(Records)

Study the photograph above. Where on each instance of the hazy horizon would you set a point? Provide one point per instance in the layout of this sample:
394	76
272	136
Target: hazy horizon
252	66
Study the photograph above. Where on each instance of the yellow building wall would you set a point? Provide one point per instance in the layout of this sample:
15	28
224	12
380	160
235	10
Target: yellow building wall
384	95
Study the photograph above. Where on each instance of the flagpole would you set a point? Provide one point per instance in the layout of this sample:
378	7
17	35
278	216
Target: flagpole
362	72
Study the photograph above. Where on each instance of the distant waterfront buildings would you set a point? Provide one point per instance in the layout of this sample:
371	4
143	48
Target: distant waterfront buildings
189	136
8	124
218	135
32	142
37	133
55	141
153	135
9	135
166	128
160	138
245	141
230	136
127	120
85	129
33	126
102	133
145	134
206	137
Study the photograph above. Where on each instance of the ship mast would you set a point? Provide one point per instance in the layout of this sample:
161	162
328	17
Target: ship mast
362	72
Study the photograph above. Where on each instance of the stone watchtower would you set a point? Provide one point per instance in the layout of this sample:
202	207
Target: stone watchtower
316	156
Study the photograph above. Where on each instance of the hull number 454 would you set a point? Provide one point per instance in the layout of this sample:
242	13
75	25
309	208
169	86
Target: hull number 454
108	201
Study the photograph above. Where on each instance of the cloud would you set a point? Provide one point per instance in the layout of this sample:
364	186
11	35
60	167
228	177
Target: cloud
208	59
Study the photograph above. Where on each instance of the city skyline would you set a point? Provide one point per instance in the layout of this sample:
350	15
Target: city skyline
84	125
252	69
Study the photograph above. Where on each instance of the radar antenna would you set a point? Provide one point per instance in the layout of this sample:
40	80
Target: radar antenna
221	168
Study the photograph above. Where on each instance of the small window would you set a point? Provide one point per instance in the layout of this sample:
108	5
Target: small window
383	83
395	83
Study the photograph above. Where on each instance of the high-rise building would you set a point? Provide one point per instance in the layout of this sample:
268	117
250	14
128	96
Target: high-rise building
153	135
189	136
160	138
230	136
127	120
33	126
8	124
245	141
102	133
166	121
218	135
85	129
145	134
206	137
* * *
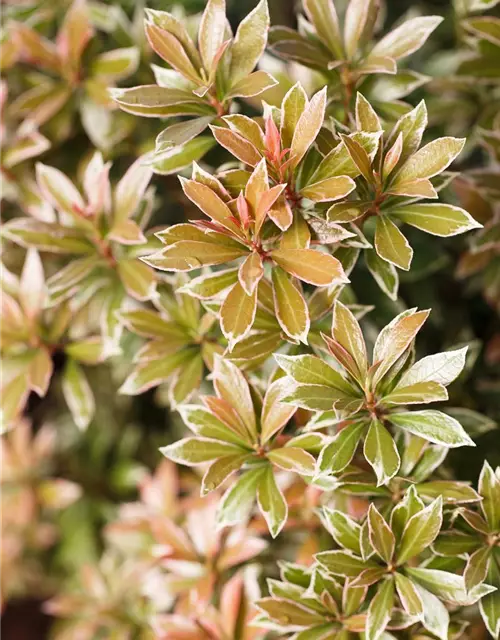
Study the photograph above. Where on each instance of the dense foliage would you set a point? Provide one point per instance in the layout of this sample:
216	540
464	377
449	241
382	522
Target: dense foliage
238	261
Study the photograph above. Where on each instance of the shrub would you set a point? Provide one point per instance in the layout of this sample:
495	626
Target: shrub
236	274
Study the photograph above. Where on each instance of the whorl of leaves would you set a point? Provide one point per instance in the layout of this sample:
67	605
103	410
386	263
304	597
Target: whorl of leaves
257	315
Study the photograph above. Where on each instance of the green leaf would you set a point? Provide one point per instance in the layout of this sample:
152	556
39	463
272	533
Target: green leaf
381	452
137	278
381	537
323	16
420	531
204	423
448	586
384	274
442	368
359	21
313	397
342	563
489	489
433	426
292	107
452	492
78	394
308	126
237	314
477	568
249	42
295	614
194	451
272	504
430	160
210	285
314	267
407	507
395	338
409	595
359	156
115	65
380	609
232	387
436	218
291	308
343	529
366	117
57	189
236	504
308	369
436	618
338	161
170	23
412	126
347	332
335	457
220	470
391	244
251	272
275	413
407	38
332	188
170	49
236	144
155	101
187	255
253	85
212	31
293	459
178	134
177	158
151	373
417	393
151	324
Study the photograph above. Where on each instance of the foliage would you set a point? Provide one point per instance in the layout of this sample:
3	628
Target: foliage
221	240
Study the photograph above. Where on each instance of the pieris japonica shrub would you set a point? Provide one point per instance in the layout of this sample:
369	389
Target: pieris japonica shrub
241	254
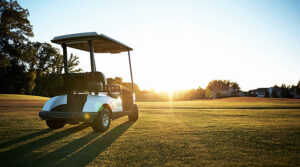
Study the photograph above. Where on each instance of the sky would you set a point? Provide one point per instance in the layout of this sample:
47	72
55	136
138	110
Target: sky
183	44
--
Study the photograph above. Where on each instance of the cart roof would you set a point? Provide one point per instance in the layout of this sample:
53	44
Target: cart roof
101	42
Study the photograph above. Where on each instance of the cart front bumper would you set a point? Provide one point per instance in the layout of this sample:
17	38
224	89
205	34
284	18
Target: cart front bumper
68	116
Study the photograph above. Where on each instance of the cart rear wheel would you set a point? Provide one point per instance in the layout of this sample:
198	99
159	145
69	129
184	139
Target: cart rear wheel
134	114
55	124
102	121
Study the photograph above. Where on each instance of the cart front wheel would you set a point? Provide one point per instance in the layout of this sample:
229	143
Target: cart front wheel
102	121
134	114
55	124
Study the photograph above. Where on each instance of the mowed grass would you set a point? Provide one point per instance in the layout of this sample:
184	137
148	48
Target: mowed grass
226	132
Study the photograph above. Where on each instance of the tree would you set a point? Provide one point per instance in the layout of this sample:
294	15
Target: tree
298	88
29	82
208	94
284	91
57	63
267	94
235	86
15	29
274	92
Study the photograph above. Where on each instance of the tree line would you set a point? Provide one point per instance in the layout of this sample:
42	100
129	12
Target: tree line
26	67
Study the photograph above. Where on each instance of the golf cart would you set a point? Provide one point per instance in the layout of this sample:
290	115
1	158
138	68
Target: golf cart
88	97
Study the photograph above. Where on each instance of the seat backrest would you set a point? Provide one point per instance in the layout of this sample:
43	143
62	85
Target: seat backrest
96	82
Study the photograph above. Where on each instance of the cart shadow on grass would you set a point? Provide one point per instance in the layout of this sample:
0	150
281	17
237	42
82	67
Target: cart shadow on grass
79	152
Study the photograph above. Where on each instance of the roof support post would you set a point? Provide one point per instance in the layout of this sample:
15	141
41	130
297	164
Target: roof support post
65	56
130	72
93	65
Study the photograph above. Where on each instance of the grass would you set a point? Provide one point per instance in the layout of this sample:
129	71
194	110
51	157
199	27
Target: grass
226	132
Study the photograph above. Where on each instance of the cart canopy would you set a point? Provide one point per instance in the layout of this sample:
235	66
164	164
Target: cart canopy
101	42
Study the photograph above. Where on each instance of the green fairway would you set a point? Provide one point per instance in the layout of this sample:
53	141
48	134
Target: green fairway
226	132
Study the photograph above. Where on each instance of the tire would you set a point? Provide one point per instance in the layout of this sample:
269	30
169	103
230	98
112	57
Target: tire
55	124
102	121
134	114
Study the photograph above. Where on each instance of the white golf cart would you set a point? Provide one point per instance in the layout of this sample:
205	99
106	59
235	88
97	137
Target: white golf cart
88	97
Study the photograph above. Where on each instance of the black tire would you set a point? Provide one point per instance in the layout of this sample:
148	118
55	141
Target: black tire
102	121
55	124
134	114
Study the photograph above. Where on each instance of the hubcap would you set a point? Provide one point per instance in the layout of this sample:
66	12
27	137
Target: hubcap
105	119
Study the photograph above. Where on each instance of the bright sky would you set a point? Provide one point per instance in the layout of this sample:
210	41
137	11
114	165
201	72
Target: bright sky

What the task requires:
Replace "bright sky" with "open sky" in the listing from the line with "Study the photograph above. Where on each instance of the bright" to the line with "Target: bright sky", keeping everything else unchanged. Return only those lines.

Result:
Study the photograph above. Where on each instance of the open sky would you set a point? Provide one point per instance in the layout of this sample:
210	41
137	11
114	165
201	72
Target: open sky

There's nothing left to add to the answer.